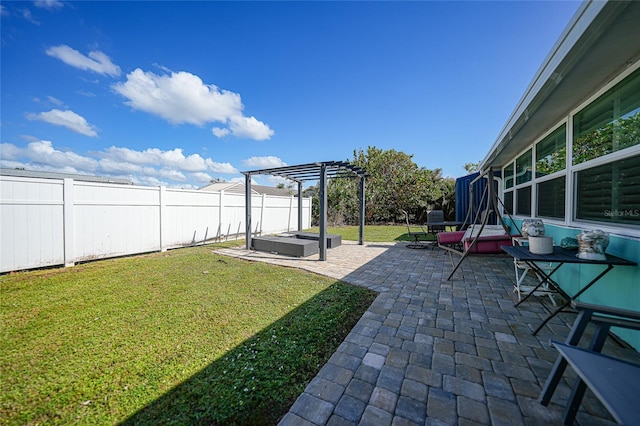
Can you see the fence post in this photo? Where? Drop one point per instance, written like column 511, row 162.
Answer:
column 220, row 210
column 264, row 201
column 68, row 202
column 163, row 210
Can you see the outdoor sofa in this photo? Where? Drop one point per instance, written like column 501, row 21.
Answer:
column 492, row 238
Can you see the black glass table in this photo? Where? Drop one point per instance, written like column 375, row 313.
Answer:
column 559, row 257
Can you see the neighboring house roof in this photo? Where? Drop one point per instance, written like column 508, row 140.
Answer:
column 238, row 188
column 601, row 40
column 56, row 175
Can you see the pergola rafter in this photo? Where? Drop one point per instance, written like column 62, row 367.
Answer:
column 321, row 171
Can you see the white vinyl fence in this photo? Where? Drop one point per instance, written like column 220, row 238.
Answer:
column 46, row 222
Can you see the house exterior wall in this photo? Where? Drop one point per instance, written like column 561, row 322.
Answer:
column 47, row 222
column 619, row 215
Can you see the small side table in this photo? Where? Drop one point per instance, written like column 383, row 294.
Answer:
column 523, row 268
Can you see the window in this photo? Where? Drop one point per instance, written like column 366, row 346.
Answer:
column 523, row 201
column 609, row 124
column 508, row 176
column 551, row 153
column 610, row 192
column 523, row 168
column 508, row 202
column 551, row 198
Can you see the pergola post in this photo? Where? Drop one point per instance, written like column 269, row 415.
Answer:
column 361, row 230
column 247, row 201
column 322, row 240
column 300, row 206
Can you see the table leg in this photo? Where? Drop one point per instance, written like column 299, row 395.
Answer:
column 546, row 279
column 568, row 302
column 579, row 388
column 561, row 364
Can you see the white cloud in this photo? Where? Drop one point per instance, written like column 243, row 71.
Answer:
column 172, row 174
column 220, row 132
column 171, row 159
column 202, row 177
column 267, row 162
column 49, row 4
column 96, row 61
column 182, row 97
column 68, row 119
column 250, row 127
column 151, row 166
column 109, row 165
column 225, row 168
column 9, row 151
column 178, row 98
column 43, row 153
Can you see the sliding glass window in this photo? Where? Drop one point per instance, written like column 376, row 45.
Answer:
column 551, row 153
column 551, row 198
column 523, row 168
column 610, row 192
column 508, row 176
column 609, row 124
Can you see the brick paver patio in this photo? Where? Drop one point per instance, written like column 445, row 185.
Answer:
column 436, row 352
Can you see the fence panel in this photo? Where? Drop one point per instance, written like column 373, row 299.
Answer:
column 190, row 217
column 114, row 220
column 46, row 222
column 31, row 223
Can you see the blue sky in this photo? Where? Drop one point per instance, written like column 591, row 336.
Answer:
column 178, row 93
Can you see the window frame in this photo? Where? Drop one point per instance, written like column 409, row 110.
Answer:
column 570, row 171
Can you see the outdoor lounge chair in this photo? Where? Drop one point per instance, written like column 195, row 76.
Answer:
column 419, row 237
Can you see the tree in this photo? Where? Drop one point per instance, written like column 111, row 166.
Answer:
column 394, row 183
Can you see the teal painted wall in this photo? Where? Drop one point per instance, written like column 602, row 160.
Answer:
column 620, row 288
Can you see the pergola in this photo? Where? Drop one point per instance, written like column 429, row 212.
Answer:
column 314, row 171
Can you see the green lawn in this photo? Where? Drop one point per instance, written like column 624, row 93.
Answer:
column 181, row 337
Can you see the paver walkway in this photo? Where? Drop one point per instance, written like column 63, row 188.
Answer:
column 435, row 352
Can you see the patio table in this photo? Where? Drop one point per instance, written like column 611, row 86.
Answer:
column 559, row 257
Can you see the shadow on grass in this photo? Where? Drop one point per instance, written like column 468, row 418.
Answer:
column 256, row 382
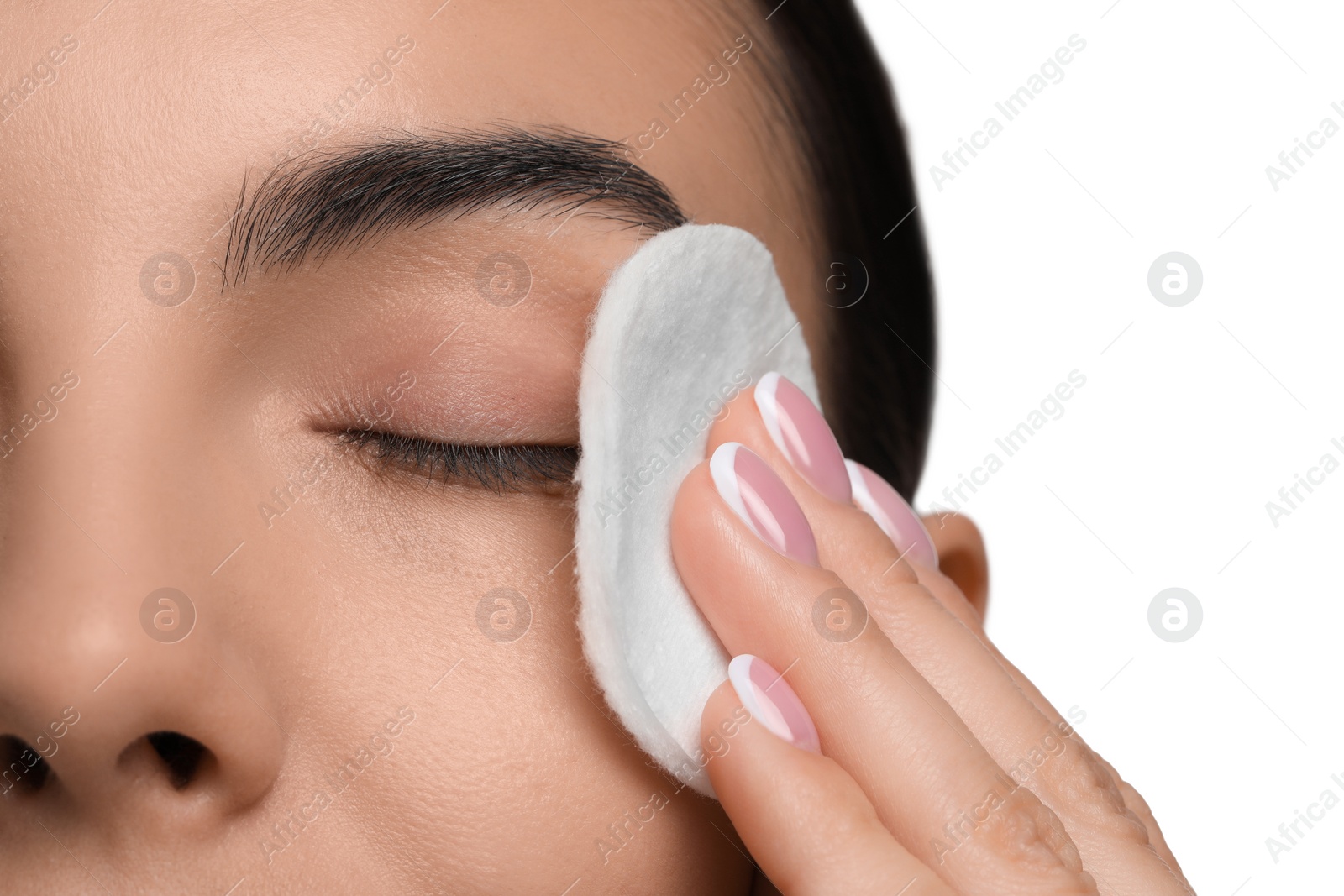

Task: For this exercise, copy every line of the data that holds "house".

Written answer:
Can you see the neighboring house roof in this photo? Where? Drop one point per instance, written like column 508, row 140.
Can you see the house exterior wall in this photo? Where? Drop one point per instance, written like column 561, row 322.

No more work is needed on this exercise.